Segment Open

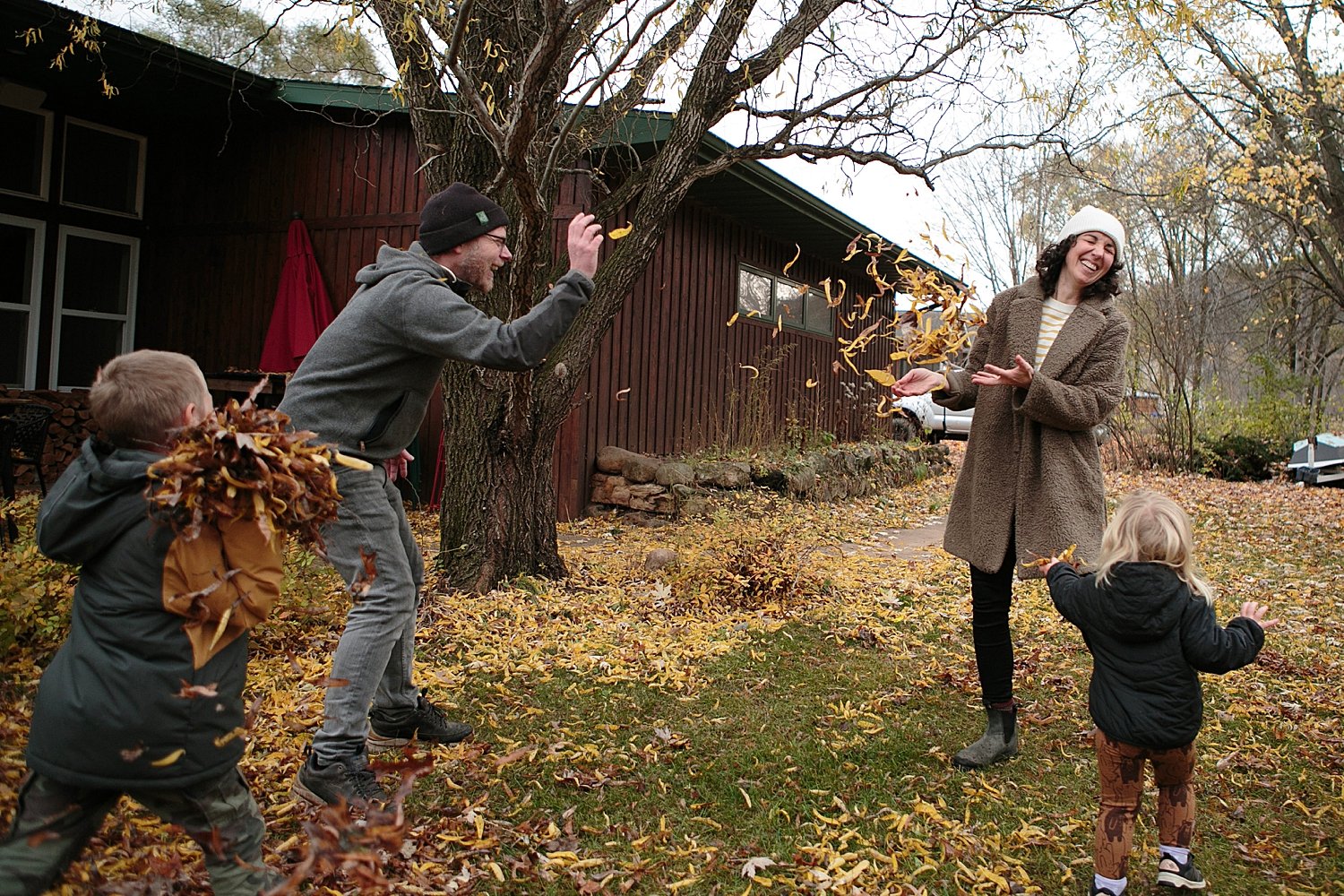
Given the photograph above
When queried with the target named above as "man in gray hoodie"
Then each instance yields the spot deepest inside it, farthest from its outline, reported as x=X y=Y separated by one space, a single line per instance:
x=365 y=387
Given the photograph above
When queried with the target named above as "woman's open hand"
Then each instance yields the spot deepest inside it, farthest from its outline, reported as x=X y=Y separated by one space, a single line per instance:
x=1016 y=375
x=918 y=382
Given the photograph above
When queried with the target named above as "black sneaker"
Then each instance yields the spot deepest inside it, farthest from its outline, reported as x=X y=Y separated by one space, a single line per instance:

Segment Closed

## What the task asks
Restate the records above exactly, less any pictures.

## Task result
Given the photograph above
When queried with the target named above as "man in gray hoodie"
Then each instance yields the spot deepest inside it, farthest from its outline, reported as x=X y=Y separated by one space, a single line per instance:
x=365 y=387
Given the photograph above
When queried with the target named above as "woman's open hand"
Then each instance yields the spot deepest inside it, farthest from its outline, reported as x=X y=Y separated by one space, a single line per instance:
x=1016 y=375
x=918 y=382
Given the photograph above
When queried with the target named above as "black sneaker"
Then each instance yields the spot deepest inside it, farthest from its outline, reported as x=X y=Y separated by one space, a single line per instance:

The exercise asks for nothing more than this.